Recorded data -
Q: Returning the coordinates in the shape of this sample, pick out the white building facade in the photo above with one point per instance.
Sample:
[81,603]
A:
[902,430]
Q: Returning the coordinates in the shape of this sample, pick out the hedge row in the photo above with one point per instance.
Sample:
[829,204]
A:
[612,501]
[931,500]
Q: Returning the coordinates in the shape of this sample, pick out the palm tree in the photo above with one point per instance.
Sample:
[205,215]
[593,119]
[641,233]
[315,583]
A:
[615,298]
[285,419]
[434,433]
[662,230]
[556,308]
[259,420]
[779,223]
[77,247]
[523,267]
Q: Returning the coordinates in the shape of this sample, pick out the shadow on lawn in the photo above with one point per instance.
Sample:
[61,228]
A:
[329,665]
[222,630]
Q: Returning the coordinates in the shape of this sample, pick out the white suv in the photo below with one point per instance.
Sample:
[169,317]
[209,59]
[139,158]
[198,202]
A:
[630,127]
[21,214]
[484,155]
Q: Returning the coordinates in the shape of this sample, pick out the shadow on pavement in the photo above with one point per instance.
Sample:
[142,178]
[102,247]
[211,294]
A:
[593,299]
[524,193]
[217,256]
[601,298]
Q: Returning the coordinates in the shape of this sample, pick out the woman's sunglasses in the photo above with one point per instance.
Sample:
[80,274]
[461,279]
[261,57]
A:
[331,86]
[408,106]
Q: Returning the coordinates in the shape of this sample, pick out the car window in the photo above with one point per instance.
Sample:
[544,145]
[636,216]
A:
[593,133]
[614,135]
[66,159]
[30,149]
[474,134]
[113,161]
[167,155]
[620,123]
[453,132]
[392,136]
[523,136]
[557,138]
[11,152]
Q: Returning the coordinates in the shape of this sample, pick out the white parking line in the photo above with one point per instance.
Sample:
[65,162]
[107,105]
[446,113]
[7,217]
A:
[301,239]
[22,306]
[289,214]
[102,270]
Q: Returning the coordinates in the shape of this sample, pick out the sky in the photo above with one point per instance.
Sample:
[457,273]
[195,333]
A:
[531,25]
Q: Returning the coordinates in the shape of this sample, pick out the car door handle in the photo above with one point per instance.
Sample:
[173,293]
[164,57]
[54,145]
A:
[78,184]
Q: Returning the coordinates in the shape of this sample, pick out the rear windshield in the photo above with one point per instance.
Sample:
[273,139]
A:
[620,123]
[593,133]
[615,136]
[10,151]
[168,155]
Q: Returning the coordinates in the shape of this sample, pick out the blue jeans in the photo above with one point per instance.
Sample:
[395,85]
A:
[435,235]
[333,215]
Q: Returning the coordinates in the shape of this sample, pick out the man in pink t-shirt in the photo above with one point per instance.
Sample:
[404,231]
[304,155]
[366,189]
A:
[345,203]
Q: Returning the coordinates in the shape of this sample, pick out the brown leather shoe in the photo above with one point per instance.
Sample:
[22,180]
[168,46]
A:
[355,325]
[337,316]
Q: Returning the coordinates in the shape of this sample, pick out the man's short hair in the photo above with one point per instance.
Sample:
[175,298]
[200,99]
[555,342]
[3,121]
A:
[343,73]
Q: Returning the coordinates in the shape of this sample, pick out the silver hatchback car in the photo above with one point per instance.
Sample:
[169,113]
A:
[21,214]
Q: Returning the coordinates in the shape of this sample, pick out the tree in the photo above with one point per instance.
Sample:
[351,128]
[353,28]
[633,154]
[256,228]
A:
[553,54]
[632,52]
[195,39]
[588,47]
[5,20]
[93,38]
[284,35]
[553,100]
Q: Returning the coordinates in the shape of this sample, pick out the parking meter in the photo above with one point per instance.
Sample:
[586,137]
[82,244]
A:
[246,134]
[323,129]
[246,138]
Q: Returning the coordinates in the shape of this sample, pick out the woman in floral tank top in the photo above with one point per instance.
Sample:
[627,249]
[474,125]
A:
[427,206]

Given exercise - Copy out all the items again, changing "one point per instance" to "one point for each instance" wherever it appears and leaving everything else the same.

Answer to the problem -
Q: Returning the coordinates in the shape of this sample, pick out the white building facade in the photo above with one point for each instance.
Sample:
[81,603]
A:
[902,430]
Q: Returning the coordinates in the shape of this sample, pick out the hedge row in the photo above with one point for each instance.
Sample:
[829,204]
A:
[612,501]
[931,500]
Q: Returning the coordinates in the shape of this sample, pick out the palm tree in the photo above with one point for each instance.
Sample:
[205,215]
[593,119]
[641,233]
[315,583]
A:
[615,298]
[285,419]
[434,433]
[662,230]
[556,308]
[259,420]
[779,223]
[77,247]
[523,267]
Q: Returning the coordinates in the shape of this sample, pick out the shadow on lawn in the photo above with one point for each instance.
Sample:
[61,228]
A:
[329,665]
[222,630]
Q: Returning the coordinates in the shape of this sample, pick out the white suv in the photo below with one point for each instance.
Sample:
[169,317]
[209,59]
[139,158]
[198,202]
A:
[630,127]
[21,214]
[484,155]
Q: Returning the coordinates in the shape of this sample, pick out the shadow on pavement in the photo above with one point for each instance.
Sample:
[142,178]
[102,247]
[211,294]
A:
[593,299]
[524,193]
[217,256]
[601,298]
Q: Returning the coordinates in the shape of this sample, pick out the woman's sunglasses in the photo above with one point for each instance.
Sample:
[80,274]
[461,279]
[261,57]
A:
[331,86]
[408,106]
Q: Returning the coordinates in the shape of this sample, pick out the car window in the photo above with one point for each instance.
Sample:
[544,145]
[636,216]
A:
[593,133]
[614,135]
[66,159]
[30,149]
[474,134]
[113,161]
[167,155]
[620,123]
[453,132]
[392,136]
[523,136]
[557,138]
[11,152]
Q: Returning the coordinates in the shape of this sample, pick out the white parking line in the photo above with one point for each instance.
Sample:
[65,162]
[107,105]
[446,113]
[7,217]
A:
[301,239]
[22,306]
[289,214]
[102,270]
Q: Returning the coordinates in the shape of this sample, pick out the sky in the photo above with one point for each instance.
Sample:
[457,273]
[195,333]
A:
[531,25]
Q: Returning the coordinates in the shape of this sample, pick out the car door handle in the photo above with one point for each instance.
Sample:
[173,293]
[164,57]
[54,145]
A:
[78,184]
Q: Returning the coordinates in the shape of this sample, pick out the rear windshield in the photo above with one point for each instance.
Sample:
[273,139]
A:
[620,123]
[593,133]
[615,136]
[10,151]
[168,155]
Q: Returning the coordinates in the shape of this sample, pick out the blue jeans in the photo above with one point for each instance.
Sample:
[395,85]
A:
[435,235]
[333,215]
Q: Returning the coordinates in the shape of this sample, pick out the man in pink t-shirt in the photo above with one point for each instance.
Sample:
[404,231]
[304,155]
[366,189]
A:
[345,203]
Q: Returning the coordinates in the shape of this sample, pick out the brown leather shoe in the photo above with one point for each instance.
Sample:
[22,180]
[168,46]
A:
[355,325]
[337,316]
Q: Returning the coordinates in the shape of this sample, pick out the man's short hair in the photo above with one point for each instance.
Sample:
[175,298]
[200,99]
[555,342]
[3,121]
A:
[343,73]
Q: Returning the coordinates in the shape of this sample, pick out the silver hatchback car in the photo above with one point for each instance.
Sample:
[169,113]
A:
[21,214]
Q: Returning the coordinates in the shape of this sample, pick out the tree in the photo above with one point for each instance.
Sample:
[351,128]
[353,28]
[633,154]
[256,228]
A:
[553,54]
[632,52]
[195,39]
[588,47]
[5,20]
[93,38]
[284,35]
[553,100]
Q: Returning the coordinates in the shape of this sample, pick out the parking meter in the photo above with one point for each instance.
Sample:
[586,137]
[82,244]
A:
[246,134]
[323,129]
[246,138]
Q: Returning the coordinates in the shape of this sample, pick out the woman in floral tank top in the photo above with one point for each instance.
Sample:
[627,249]
[474,125]
A:
[427,206]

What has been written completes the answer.